THE PROBLEM | Exactly as they appear, copy the lines from the one holding "[(45, 54), (0, 20), (64, 48), (30, 14)]" through the end of the records, leaving pictures out.

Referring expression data
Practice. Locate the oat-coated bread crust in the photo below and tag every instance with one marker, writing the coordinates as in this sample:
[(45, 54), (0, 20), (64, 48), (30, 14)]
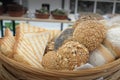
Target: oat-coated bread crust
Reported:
[(90, 33)]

SOLUTION |
[(45, 54), (0, 20), (64, 48), (30, 14)]
Target: oat-coated bread crust
Reported:
[(90, 33)]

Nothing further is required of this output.